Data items
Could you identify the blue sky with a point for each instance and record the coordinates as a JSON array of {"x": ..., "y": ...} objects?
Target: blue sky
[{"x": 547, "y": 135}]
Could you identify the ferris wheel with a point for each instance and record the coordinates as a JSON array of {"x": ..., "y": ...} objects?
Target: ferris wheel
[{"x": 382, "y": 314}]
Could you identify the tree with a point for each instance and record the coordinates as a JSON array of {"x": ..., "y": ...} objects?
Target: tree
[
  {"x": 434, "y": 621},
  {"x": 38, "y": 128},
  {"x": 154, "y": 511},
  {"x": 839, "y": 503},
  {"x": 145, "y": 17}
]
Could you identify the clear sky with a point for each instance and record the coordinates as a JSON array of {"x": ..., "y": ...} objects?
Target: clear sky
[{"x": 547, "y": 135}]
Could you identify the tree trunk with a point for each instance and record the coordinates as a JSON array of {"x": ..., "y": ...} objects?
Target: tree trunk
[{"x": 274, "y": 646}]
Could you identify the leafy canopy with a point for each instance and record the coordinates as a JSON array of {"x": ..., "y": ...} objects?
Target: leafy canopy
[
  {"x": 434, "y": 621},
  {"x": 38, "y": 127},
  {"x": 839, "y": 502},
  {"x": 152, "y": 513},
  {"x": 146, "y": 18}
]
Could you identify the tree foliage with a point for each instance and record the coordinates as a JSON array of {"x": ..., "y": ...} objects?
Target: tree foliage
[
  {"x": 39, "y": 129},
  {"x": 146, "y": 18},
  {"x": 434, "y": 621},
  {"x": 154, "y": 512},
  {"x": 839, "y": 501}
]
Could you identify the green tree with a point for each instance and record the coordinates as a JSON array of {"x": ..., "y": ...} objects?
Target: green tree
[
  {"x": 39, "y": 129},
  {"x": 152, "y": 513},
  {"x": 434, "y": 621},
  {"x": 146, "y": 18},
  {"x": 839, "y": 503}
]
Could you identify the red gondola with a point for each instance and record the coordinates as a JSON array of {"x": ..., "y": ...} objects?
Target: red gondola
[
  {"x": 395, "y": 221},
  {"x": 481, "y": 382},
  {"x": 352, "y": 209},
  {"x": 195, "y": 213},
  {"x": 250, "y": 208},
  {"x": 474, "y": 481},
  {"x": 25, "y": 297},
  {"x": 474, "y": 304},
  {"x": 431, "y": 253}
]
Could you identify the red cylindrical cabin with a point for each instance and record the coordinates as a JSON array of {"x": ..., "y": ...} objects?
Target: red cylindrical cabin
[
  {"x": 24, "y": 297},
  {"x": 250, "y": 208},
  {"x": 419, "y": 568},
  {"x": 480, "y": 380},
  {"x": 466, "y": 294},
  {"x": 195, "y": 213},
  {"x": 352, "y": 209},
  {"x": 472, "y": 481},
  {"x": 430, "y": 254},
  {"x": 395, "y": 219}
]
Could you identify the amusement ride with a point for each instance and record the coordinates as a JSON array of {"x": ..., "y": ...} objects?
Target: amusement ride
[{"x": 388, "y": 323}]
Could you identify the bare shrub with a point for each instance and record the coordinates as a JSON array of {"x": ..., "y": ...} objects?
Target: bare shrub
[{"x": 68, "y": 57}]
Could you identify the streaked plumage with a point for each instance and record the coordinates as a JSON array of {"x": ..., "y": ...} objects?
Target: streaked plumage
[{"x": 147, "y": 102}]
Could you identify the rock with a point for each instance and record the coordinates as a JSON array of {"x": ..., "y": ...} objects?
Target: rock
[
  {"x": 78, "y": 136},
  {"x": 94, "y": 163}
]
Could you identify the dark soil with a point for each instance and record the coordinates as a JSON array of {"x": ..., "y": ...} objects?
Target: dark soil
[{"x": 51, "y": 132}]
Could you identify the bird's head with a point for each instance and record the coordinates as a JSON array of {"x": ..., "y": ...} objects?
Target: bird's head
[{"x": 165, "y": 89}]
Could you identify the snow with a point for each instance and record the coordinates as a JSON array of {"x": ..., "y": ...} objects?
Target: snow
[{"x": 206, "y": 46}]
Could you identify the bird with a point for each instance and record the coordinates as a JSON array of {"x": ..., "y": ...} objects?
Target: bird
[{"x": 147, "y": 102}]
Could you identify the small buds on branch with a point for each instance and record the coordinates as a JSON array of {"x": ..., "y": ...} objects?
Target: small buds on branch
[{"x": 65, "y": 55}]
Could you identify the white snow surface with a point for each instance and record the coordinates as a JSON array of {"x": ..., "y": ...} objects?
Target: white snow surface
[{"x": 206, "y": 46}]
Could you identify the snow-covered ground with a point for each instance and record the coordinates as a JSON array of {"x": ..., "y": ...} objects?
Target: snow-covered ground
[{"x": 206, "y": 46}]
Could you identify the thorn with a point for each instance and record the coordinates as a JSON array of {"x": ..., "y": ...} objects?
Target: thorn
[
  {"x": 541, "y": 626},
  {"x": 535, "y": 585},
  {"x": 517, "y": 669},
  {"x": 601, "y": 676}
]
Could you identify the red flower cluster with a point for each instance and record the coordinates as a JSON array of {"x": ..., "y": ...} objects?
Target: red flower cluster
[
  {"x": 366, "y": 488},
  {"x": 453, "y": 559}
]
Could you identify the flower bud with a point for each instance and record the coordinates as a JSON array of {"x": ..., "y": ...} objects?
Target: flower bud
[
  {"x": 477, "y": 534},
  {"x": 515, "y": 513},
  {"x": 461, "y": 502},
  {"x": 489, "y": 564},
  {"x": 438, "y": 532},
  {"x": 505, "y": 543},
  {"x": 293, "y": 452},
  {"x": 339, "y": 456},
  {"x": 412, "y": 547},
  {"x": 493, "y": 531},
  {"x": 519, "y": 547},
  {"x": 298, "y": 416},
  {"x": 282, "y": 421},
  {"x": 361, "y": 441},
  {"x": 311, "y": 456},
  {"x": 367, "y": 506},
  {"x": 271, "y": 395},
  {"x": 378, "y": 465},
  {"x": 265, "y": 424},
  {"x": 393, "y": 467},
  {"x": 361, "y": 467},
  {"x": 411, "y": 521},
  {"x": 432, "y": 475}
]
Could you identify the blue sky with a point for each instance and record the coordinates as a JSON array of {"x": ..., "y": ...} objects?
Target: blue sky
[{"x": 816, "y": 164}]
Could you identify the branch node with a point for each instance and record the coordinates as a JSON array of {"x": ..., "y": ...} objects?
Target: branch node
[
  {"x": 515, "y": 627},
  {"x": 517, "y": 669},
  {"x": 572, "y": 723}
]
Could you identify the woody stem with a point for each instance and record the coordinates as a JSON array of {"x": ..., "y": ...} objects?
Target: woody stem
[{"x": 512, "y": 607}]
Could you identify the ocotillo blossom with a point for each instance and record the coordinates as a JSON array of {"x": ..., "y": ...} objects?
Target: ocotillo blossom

● Work required
The lines above should be duplicated exactly.

● Exercise result
Could you identify the blue sky with a point for each instance and record the coordinates as a JSON array of {"x": ..., "y": ...} objects?
Target: blue sky
[{"x": 547, "y": 135}]
Could you identify the ferris wheel with a point for each instance and record the coordinates as a JSON array of {"x": ..., "y": ...} objects?
Target: ferris wheel
[{"x": 382, "y": 314}]
Could you identify the tree with a point for each instance and record the coordinates as a JSON array of {"x": ..., "y": ...} objects?
Target: tree
[
  {"x": 434, "y": 621},
  {"x": 38, "y": 128},
  {"x": 154, "y": 511},
  {"x": 839, "y": 503},
  {"x": 145, "y": 17}
]
Could you identify the clear sky with a point for each instance and record the coordinates as a JSON array of {"x": ..., "y": ...} objects?
Target: clear sky
[{"x": 547, "y": 135}]
Could you identify the tree trunk with a point for each instance and record the coordinates as a JSON array of {"x": ..., "y": ...} objects?
Target: tree trunk
[{"x": 274, "y": 646}]
Could you identify the leafy canopy with a point for each instance and record the coordinates as a JSON array of {"x": ..., "y": ...} objects?
Target: leafy canopy
[
  {"x": 434, "y": 621},
  {"x": 38, "y": 127},
  {"x": 839, "y": 502},
  {"x": 152, "y": 513},
  {"x": 146, "y": 18}
]
Could you identify the tree foliage with a point for each instance and record the coordinates as a JSON array of {"x": ..., "y": ...} objects?
Target: tree foliage
[
  {"x": 39, "y": 129},
  {"x": 146, "y": 18},
  {"x": 434, "y": 621},
  {"x": 154, "y": 512},
  {"x": 839, "y": 501}
]
Could you identify the green tree with a point for each instance and record the coordinates as a JSON array of {"x": ..., "y": ...} objects?
Target: green tree
[
  {"x": 39, "y": 129},
  {"x": 152, "y": 513},
  {"x": 434, "y": 621},
  {"x": 146, "y": 18},
  {"x": 839, "y": 503}
]
Could you identify the red gondola with a point for each instance and record the coordinates as a JSON array of {"x": ..., "y": ...} objects?
Target: red gondola
[
  {"x": 395, "y": 221},
  {"x": 481, "y": 382},
  {"x": 352, "y": 209},
  {"x": 195, "y": 213},
  {"x": 250, "y": 208},
  {"x": 474, "y": 481},
  {"x": 25, "y": 297},
  {"x": 474, "y": 304},
  {"x": 431, "y": 253}
]
Could you identify the red cylindrical cabin with a point for each instance and record the coordinates as a JSON array of {"x": ..., "y": ...} objects?
Target: red cylindrical cabin
[
  {"x": 24, "y": 297},
  {"x": 250, "y": 208},
  {"x": 419, "y": 568},
  {"x": 480, "y": 380},
  {"x": 466, "y": 294},
  {"x": 195, "y": 213},
  {"x": 352, "y": 209},
  {"x": 472, "y": 481},
  {"x": 430, "y": 254},
  {"x": 395, "y": 219}
]
Could you identify the amusement ride with a point for each instance and record the coordinates as a JSON array of {"x": ..., "y": ...} objects?
Target: amusement ride
[{"x": 388, "y": 323}]
Could you identify the bare shrub with a point for each instance and record the coordinates as a JSON array of {"x": ..., "y": ...} objects?
Target: bare shrub
[{"x": 68, "y": 57}]
Could you identify the streaked plumage with a point for each instance and record the coordinates as a JSON array of {"x": ..., "y": ...} objects?
Target: streaked plumage
[{"x": 147, "y": 102}]
Could you identify the rock with a point for each instance and record the coordinates as a JSON array of {"x": ..., "y": ...} objects?
Target: rock
[
  {"x": 78, "y": 136},
  {"x": 94, "y": 163}
]
Could you identify the dark soil with a point for each instance and record the coordinates as a JSON array of {"x": ..., "y": ...} objects?
Target: dark soil
[{"x": 51, "y": 132}]
Could you identify the bird's head with a point for each instance and record the coordinates as a JSON array of {"x": ..., "y": ...} objects?
Target: bird's head
[{"x": 165, "y": 89}]
Could you identify the snow with a point for each instance and record the coordinates as a JSON array of {"x": ..., "y": ...} objects?
Target: snow
[{"x": 206, "y": 46}]
Could you identify the bird with a point for each instance and record the coordinates as a JSON array of {"x": ..., "y": ...} objects?
Target: bird
[{"x": 147, "y": 102}]
Could you identify the small buds on branch with a point for each instance and record the coordinates as a JSON array of {"x": ..., "y": ...} objects?
Target: small buds on branch
[{"x": 65, "y": 55}]
Could you identify the white snow surface with a point for each instance and record the coordinates as a JSON array of {"x": ..., "y": ...} objects?
Target: white snow surface
[{"x": 206, "y": 46}]
Could you identify the snow-covered ground with a point for each instance and record the coordinates as a JSON array of {"x": ..., "y": ...} objects?
Target: snow-covered ground
[{"x": 206, "y": 46}]
Could you identify the thorn with a point for each instance and record the coordinates as a JSON array of {"x": ..., "y": ...} objects?
Target: thorn
[
  {"x": 541, "y": 626},
  {"x": 535, "y": 585},
  {"x": 517, "y": 669},
  {"x": 601, "y": 676}
]
Could you identify the red flower cluster with a point for each instance and record the coordinates as a JSON array of {"x": ..., "y": ...} objects?
Target: red flower cluster
[
  {"x": 366, "y": 488},
  {"x": 453, "y": 559}
]
Could you identify the flower bud with a point for each instance and record the coordinates as a JSON array of {"x": ..., "y": ...} objects?
Target: flower bud
[
  {"x": 477, "y": 534},
  {"x": 515, "y": 513},
  {"x": 461, "y": 502},
  {"x": 489, "y": 564},
  {"x": 438, "y": 532},
  {"x": 505, "y": 543},
  {"x": 293, "y": 452},
  {"x": 339, "y": 456},
  {"x": 412, "y": 547},
  {"x": 493, "y": 531},
  {"x": 519, "y": 547},
  {"x": 298, "y": 416},
  {"x": 282, "y": 421},
  {"x": 361, "y": 441},
  {"x": 311, "y": 456},
  {"x": 367, "y": 506},
  {"x": 271, "y": 395},
  {"x": 378, "y": 465},
  {"x": 265, "y": 424},
  {"x": 393, "y": 467},
  {"x": 361, "y": 467},
  {"x": 411, "y": 521},
  {"x": 432, "y": 475}
]
Could you identify the blue sky with a point for each instance and record the coordinates as a JSON array of {"x": ..., "y": ...} objects?
Target: blue sky
[{"x": 816, "y": 164}]
Could you identify the branch node with a point for each instance and record the coordinates as a JSON array of {"x": ..., "y": ...} objects?
Target: branch node
[
  {"x": 515, "y": 627},
  {"x": 517, "y": 669},
  {"x": 572, "y": 723}
]
Could you identify the woody stem with a point for each instance and record the coordinates as a JSON array of {"x": ..., "y": ...} objects?
Target: woody stem
[{"x": 512, "y": 607}]
Could you identify the ocotillo blossom with a point for each instance and record the coordinates as a JSON array of {"x": ..., "y": ...} objects?
Target: ocotillo blossom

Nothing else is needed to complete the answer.